SHORT TASK: Update the entries from the line with "Check that each instance of the small" to the line with "<point>157,785</point>" by changing "rock" to "stone" and leaving everything else as it is. Return only those lines.

-- RECORD EXCERPTS start --

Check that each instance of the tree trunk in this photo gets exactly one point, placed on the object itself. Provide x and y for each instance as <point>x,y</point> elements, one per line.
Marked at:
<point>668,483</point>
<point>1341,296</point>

-- RECORD EXCERPTS end --
-- RECORD EXCERPTS start --

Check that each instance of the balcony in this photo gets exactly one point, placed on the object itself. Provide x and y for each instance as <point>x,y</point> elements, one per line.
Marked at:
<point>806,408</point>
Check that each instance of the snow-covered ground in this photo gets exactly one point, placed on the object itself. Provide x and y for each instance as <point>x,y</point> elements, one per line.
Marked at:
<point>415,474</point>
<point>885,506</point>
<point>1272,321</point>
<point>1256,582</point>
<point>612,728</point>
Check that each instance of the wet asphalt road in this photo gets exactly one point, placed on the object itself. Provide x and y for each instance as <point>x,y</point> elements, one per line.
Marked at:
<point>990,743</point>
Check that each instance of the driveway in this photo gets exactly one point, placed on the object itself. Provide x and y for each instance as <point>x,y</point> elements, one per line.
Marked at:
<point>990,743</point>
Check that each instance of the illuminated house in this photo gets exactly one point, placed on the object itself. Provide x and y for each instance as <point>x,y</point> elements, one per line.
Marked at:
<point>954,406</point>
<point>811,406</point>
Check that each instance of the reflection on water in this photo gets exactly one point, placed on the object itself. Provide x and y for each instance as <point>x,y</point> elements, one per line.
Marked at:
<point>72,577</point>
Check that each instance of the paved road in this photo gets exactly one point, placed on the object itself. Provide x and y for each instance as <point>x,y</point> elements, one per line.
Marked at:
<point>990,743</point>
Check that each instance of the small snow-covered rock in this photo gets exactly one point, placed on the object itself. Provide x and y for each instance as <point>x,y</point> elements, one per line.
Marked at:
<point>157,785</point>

-- RECORD EXCERPTS end --

OUTPUT BELOW:
Check that each instance of the small snow-covered stone in this photo gets exactly one point, placed on the object itself. Provide x and y for each instance as <point>x,y</point> elements, one per line.
Marked at:
<point>157,785</point>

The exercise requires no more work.